Task goal:
Format the data below as a Markdown table with two columns, Row and Entry, giving each line its own numbered row and skipping any blank lines.

Dataset extract:
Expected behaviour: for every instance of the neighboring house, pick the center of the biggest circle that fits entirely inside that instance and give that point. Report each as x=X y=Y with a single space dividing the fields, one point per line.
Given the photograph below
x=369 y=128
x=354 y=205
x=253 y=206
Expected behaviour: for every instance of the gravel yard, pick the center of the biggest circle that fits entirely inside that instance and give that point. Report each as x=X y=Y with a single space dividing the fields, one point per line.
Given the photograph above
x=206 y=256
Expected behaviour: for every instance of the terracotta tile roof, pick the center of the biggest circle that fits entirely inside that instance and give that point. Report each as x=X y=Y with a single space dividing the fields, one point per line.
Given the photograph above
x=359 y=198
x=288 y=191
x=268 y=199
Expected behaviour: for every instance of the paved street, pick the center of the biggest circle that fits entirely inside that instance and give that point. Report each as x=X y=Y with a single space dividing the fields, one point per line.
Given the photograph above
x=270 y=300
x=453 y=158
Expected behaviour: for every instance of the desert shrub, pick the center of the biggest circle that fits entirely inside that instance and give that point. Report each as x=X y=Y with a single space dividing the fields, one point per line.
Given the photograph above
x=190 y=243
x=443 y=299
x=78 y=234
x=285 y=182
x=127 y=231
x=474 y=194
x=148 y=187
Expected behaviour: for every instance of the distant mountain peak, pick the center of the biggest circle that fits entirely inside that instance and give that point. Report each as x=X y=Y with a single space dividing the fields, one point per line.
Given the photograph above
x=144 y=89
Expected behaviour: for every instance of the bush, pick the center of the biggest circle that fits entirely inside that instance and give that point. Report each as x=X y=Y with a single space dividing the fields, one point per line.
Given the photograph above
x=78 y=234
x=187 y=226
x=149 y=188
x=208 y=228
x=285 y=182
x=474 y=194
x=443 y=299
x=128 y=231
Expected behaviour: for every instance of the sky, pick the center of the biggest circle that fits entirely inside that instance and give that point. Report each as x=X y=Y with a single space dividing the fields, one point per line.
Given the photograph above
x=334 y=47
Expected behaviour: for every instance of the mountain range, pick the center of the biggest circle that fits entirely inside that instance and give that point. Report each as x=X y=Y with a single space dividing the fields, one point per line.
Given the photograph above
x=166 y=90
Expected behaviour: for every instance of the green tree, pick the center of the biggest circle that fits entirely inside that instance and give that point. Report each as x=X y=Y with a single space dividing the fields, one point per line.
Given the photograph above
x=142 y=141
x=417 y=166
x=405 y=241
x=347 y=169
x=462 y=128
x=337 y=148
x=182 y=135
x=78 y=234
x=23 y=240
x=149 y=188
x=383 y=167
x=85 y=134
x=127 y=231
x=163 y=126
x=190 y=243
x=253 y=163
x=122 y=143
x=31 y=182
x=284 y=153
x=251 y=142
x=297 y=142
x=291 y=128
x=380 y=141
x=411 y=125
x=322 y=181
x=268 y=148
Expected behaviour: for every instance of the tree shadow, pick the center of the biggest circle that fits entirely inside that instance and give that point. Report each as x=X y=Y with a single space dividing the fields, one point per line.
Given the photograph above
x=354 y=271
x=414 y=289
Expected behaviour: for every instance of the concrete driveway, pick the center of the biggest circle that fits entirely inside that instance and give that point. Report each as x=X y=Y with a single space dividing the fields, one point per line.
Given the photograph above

Solution to the exercise:
| Row | Entry |
|---|---|
| 1 | Expected behaviour: for every instance of the neighboring house, pick the center of the biggest circle that fits entirely inside that instance and give that point. Report each as x=X y=Y with a single space dividing the fields, one point per line. |
| 2 | Given the photograph below |
| 3 | x=369 y=128 |
| 4 | x=354 y=205 |
| 5 | x=253 y=206 |
| 6 | Expected behaviour: for every instance of the gravel yard, pick the center of the biggest circle that fits entirely inside that instance and give that point. Report each as x=X y=Y with a single space dividing the fields, one point per line. |
| 7 | Given the photograph above |
| 8 | x=206 y=256 |
| 9 | Expected behaviour: for every instance of the terracotta tile roof, pick the center of the biggest circle that fits entirely inside that instance and give that point. Report each as x=X y=Y with a single space dividing the fields, one point per line. |
| 10 | Given the photograph above |
| 11 | x=359 y=198 |
| 12 | x=288 y=191 |
| 13 | x=268 y=199 |
| 14 | Expected behaviour: for every instance of the paved street, pick the center of the biggest circle that fits entirely inside that instance and give that point. Report each as x=X y=Y with a single space dividing the fields, one point per line. |
| 15 | Given the photograph above |
| 16 | x=270 y=300 |
| 17 | x=453 y=158 |
| 18 | Expected behaviour: for every instance of the desert shrub, pick the center of the biggest circle that fits entirely inside that instance and give that point. Report each as x=X y=Y with a single space dividing the fields, one point per line. |
| 19 | Given the photograph above |
| 20 | x=190 y=243 |
| 21 | x=443 y=299 |
| 22 | x=78 y=234 |
| 23 | x=285 y=182 |
| 24 | x=127 y=231 |
| 25 | x=474 y=194 |
| 26 | x=148 y=187 |
| 27 | Expected behaviour: for every instance of the distant mountain peak, pick the center of the biggest circle that fits entirely inside that instance and give that point. Report each as x=X y=Y with a single space dividing the fields, one point per line. |
| 28 | Given the photograph above |
| 29 | x=144 y=89 |
| 30 | Expected behaviour: for every instance of the bush, pick the center of the biggest circle that fits entirely inside that instance and give that point. Report each as x=X y=Y with a single space dividing the fields, one point per line. |
| 31 | Given the photograph above |
| 32 | x=78 y=234 |
| 33 | x=187 y=226 |
| 34 | x=149 y=188 |
| 35 | x=208 y=228 |
| 36 | x=285 y=182 |
| 37 | x=474 y=194 |
| 38 | x=443 y=299 |
| 39 | x=128 y=231 |
| 40 | Expected behaviour: for every instance of the sky, pick the center of the biggest circle that fits entirely inside that instance and give that point. Report each as x=X y=Y with a single space dividing the fields, one point per line. |
| 41 | Given the photograph above |
| 42 | x=334 y=47 |
| 43 | Expected behaviour: for every instance of the mountain range, pick the center of the biggest circle that fits entirely inside that instance and give that point. Report each as x=X y=Y with a single space dividing the fields, one point per line. |
| 44 | Given the photograph above |
| 45 | x=166 y=90 |
| 46 | Expected behaviour: for every instance of the green tree, pick the center of the biggest circle that fits entirely inside that instance and give that point. Report each as x=X y=Y with a single space dividing the fields, one point per line. |
| 47 | Given the photograph above |
| 48 | x=142 y=141 |
| 49 | x=417 y=166 |
| 50 | x=405 y=241 |
| 51 | x=347 y=169 |
| 52 | x=462 y=128 |
| 53 | x=337 y=148 |
| 54 | x=182 y=135 |
| 55 | x=78 y=234 |
| 56 | x=23 y=240 |
| 57 | x=149 y=188 |
| 58 | x=383 y=167 |
| 59 | x=85 y=134 |
| 60 | x=127 y=231 |
| 61 | x=163 y=126 |
| 62 | x=190 y=243 |
| 63 | x=253 y=163 |
| 64 | x=122 y=143 |
| 65 | x=31 y=182 |
| 66 | x=284 y=153 |
| 67 | x=251 y=142 |
| 68 | x=297 y=142 |
| 69 | x=291 y=128 |
| 70 | x=380 y=141 |
| 71 | x=411 y=125 |
| 72 | x=322 y=181 |
| 73 | x=268 y=148 |
| 74 | Expected behaviour: for every instance of the tree shadow, pick the center of the biggest circle that fits entirely inside that instance and give that point. Report each as x=X y=Y with a single space dividing the fields, one point per line. |
| 75 | Given the photograph above |
| 76 | x=354 y=271 |
| 77 | x=414 y=289 |
| 78 | Expected behaviour: for every instance of the concrete driveway, pick the center of the biggest circle that fits entirely inside that instance and give that point. Report each as x=X y=Y with a single space dividing the fields, one point per line. |
| 79 | Given the photograph above |